→ **MATERIAL PROVIDED**
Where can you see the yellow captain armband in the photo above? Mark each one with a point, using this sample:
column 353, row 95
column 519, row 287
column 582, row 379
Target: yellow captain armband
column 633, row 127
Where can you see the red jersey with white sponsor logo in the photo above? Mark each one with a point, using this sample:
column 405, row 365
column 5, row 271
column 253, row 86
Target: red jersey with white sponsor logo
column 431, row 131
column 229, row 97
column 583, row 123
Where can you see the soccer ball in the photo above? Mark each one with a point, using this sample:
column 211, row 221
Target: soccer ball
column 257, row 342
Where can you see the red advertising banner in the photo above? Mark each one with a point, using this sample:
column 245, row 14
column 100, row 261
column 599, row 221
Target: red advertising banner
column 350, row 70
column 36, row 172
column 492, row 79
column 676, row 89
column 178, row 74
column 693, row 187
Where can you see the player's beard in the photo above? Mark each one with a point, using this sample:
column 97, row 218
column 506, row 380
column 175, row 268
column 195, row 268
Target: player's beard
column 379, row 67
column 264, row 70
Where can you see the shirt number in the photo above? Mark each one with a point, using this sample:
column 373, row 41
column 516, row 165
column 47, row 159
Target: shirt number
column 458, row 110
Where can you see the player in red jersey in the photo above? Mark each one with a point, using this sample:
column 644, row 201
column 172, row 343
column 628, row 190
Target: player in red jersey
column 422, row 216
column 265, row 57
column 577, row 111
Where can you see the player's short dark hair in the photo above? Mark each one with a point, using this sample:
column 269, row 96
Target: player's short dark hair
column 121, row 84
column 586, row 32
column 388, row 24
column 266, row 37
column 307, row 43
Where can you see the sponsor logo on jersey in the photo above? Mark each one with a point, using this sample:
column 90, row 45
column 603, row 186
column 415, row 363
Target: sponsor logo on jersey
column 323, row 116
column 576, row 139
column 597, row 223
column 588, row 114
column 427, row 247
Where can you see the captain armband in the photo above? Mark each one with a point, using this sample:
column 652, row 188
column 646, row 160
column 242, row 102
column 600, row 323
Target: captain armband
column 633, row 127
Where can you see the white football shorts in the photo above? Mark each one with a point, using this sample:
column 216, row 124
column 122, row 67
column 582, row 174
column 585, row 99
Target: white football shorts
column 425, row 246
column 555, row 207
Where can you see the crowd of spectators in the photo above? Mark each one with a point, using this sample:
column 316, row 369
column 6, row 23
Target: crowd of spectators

→ **BRIEF**
Render the lines from the one containing "Where can you see the player's short" through the one containing "column 307, row 43", both included, as a JSON list of strings with one string per line and blank lines left out.

→ **WRITTEN RESPONSE**
[
  "Where can you see the player's short dark hair in the photo above? Mark each one with a point, using this sample:",
  "column 269, row 96",
  "Target: player's short dark hair",
  "column 121, row 84",
  "column 586, row 32",
  "column 388, row 24",
  "column 266, row 37",
  "column 307, row 43"
]